• **Recorded data**:
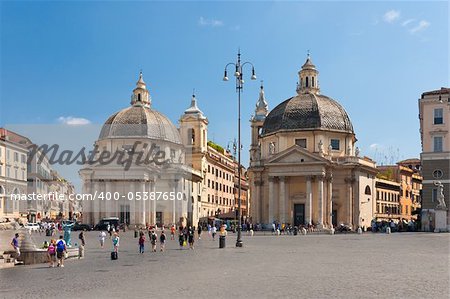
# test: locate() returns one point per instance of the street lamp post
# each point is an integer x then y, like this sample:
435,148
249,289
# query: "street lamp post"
239,87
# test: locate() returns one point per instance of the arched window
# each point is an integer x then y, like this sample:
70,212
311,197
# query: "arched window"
191,136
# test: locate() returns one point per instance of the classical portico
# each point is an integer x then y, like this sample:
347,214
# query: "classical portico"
304,165
147,181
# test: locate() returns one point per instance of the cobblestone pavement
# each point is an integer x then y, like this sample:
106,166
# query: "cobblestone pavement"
407,265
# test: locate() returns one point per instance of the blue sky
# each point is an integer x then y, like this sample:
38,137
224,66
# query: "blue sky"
79,61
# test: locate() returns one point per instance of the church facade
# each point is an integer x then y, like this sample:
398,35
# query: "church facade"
304,164
147,181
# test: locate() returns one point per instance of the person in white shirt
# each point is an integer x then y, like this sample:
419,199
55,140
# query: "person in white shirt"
101,238
214,231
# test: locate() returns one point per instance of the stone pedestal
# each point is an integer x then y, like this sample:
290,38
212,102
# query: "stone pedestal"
440,221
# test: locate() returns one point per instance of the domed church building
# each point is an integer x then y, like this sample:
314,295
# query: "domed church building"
147,181
304,164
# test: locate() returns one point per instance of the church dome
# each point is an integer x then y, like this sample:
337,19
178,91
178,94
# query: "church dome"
308,111
140,120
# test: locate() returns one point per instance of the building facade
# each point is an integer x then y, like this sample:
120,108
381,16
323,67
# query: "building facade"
388,200
13,174
304,164
398,190
434,117
218,167
148,182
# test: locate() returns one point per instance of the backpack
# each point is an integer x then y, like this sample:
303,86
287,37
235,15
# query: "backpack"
51,249
60,246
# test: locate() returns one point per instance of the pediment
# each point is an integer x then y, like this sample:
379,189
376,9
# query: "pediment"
296,154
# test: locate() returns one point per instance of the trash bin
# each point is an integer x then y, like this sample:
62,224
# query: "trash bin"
222,242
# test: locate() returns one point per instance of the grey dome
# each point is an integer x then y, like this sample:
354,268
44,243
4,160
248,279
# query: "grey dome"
307,111
139,121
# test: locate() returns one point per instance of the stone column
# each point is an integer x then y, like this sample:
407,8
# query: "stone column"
330,200
111,204
308,205
260,201
282,200
255,202
271,200
320,197
87,205
153,202
349,182
141,190
96,205
173,187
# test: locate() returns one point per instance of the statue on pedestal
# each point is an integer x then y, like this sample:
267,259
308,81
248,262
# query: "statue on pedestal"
272,148
67,227
321,147
440,196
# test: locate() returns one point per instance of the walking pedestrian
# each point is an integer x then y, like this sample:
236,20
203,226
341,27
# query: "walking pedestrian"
141,243
162,241
51,252
181,240
61,249
15,244
191,233
172,232
116,241
101,238
214,231
199,231
153,239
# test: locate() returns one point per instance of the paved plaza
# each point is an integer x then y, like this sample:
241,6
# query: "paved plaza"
407,265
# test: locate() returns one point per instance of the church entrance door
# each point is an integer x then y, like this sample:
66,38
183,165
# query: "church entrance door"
299,214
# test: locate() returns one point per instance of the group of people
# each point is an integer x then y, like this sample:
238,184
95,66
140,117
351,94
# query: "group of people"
153,238
56,249
56,252
115,239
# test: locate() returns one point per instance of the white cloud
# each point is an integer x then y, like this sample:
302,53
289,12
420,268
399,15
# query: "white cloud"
407,22
391,16
420,27
210,22
73,121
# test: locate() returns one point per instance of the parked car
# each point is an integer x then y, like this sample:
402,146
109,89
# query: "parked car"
111,221
32,226
82,226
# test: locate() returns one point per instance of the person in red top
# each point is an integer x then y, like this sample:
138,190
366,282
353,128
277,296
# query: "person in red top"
172,232
51,251
141,242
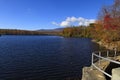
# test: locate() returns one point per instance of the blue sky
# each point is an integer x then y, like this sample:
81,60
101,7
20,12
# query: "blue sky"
47,14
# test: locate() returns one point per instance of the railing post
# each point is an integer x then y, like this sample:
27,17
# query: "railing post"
115,52
107,53
99,57
92,59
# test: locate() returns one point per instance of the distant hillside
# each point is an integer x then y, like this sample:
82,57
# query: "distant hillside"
51,30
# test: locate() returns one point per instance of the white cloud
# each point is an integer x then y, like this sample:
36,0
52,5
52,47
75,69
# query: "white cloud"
74,21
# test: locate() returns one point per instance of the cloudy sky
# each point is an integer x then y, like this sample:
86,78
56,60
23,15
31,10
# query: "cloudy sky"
48,14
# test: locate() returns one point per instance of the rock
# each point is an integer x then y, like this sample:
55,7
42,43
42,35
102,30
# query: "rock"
92,74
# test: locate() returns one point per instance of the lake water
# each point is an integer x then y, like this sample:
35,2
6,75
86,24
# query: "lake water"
44,57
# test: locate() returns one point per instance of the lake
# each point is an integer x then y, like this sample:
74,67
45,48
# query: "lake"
44,57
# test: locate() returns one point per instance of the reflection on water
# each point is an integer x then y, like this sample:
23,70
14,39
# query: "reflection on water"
44,57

• **What is being asked**:
Set every line down exactly as written, leaving each picture out.

• **Expected answer**:
# test: locate() returns one point per instance of the street lamp post
# each point is an integer x then y, like this sample:
435,148
249,289
# query: "street lamp post"
239,87
# test: locate() returns one point per instance of the arched window
# each point is an integer x then y, like this sample:
70,212
311,197
# query: "arched window"
191,136
# test: locate() returns one point per instance of the classical portico
# each point is an integer x then y, like this sample:
347,214
# query: "classical portico"
304,165
147,181
# test: locate() returns one point per instance of the cobblestone pavement
# each point is an integer x then y, like this sample:
106,166
# query: "cobblestone pavement"
407,265
# test: locate() returns one point per instance of the blue sky
# each point is an integer x then y, like this sample:
38,137
224,66
# query: "blue sky"
79,61
# test: locate() returns one point per instance of the church facade
# each point is an integer x then y, like this sample:
398,35
# query: "church facade"
304,164
147,181
# test: locate() returns one point per instance of the person in white shirt
# each point is an integer x then y, like this sample:
419,199
55,140
# query: "person in white shirt"
101,238
214,231
# test: locate() returns one point per instance of the stone pedestal
# each point is an integer x then y, like this sample:
290,38
212,102
# query: "stone pedestal"
440,221
# test: locate() returns one point per instance of the domed church building
# each point is an integer x then y, like this sample:
314,295
# query: "domed church building"
147,181
304,164
# test: locate() returns one point per instance of the church dome
# each point is an integer x then y, like this sample:
337,19
178,91
178,94
# query: "church dome"
308,111
140,120
# test: locate() returns one point per instance of the building facade
# each point is an integer x then y, like this sample:
120,108
381,16
323,67
# query: "building facade"
388,200
13,174
304,164
398,190
434,117
218,167
148,182
# test: locate() returns one point per instance of the backpack
# each point is an integer x then y, like this sample:
303,86
287,37
235,15
# query: "backpack"
51,249
60,246
# test: locate() returns one point per instance of the pediment
# each point is an integer x then y, like this sample:
379,189
376,9
# query: "pediment"
296,154
# test: locate() returns one point per instance of the trash bin
# each point is an integer x then y, like this sample:
62,224
# query: "trash bin"
222,242
# test: locate() returns one point per instance of the grey dome
# each point is an integer x then y, like this sample:
354,268
44,243
4,160
248,279
# query: "grey dome"
307,111
139,121
# test: locate() returns one point per instance of the stone column
# each point is an integer x then y, like this sample:
407,8
# query: "stone column"
330,200
111,204
308,205
260,201
282,200
255,202
271,200
320,197
87,205
153,202
349,182
141,190
96,205
173,187
# test: locate() returns one point per instance of the statue on pedestal
# each point is an integer x then y, like this sample:
267,259
308,81
248,262
# query: "statue on pedestal"
272,148
67,227
321,147
440,196
# test: locate() returns one point per instance of the walking pedestrian
# each point is an integer x then y, like this sample:
236,20
203,226
341,27
# query: "walking pedestrian"
141,243
162,241
51,252
181,240
61,249
15,244
191,233
172,232
116,241
101,238
214,231
199,231
153,239
# test: locate() returns one point per instance of the paved plaza
# each point is an integer x then y, like this sample:
241,6
# query: "paved plaza"
407,265
# test: locate() returns one point per instance of the church entrance door
# each point is an integer x then y, like this sample:
66,38
183,165
# query: "church entrance door"
299,214
# test: locate() returns one point per instance of the group of people
# each point is an integer x then y, like this sample:
238,184
95,66
140,117
351,94
# query: "group of people"
153,238
56,249
56,252
115,239
# test: locate() returns one point per instance of the white cloud
# each point is an integer x then y, like this sample:
302,53
289,12
420,268
399,15
# query: "white cloud"
407,22
391,16
420,27
210,22
73,121
# test: locate() returns one point per instance of the parked car
# each point is an integer x then y, like this sample:
402,146
109,89
# query: "parked car"
111,221
32,226
82,226
# test: locate() returns one point per instance of the person in red top
# each point is an integer x then y, like this sample:
138,190
366,282
353,128
277,296
# query: "person in red top"
172,232
51,251
141,242
# test: locate() returns one point per instance of the blue sky
# each point is an integer x then y, like this sample:
81,60
101,7
20,12
# query: "blue sky"
47,14
# test: locate() returns one point per instance of the railing post
# each point is an integer x then y, like this sample:
27,17
# query: "railing post"
115,52
107,53
99,57
92,59
# test: locate() returns one point per instance of the distant hillside
# each point is an integer x then y, like this sample:
82,57
# query: "distant hillside"
51,30
# test: locate() returns one point per instance of the white cloud
# each point is an integer x then y, like this sample:
36,0
52,5
52,47
75,69
# query: "white cloud"
74,21
# test: locate() returns one point per instance of the cloudy sky
# each point is an integer x then y, like this sample:
86,78
56,60
23,15
31,10
# query: "cloudy sky"
48,14
# test: locate() returns one point per instance of the rock
# each point is an integer x then y, like this sample:
55,7
42,43
42,35
102,30
# query: "rock"
92,74
# test: locate() returns one point per instance of the lake water
# each point is an integer x then y, like this sample:
35,2
6,75
86,24
# query: "lake water"
44,57
# test: locate() returns one point per instance of the lake
# each point is an integer x then y, like this sample:
74,67
45,48
# query: "lake"
44,57
# test: locate() returns one point per instance of the reflection on water
# each point is an integer x then y, like this sample:
23,70
14,39
# query: "reflection on water"
44,57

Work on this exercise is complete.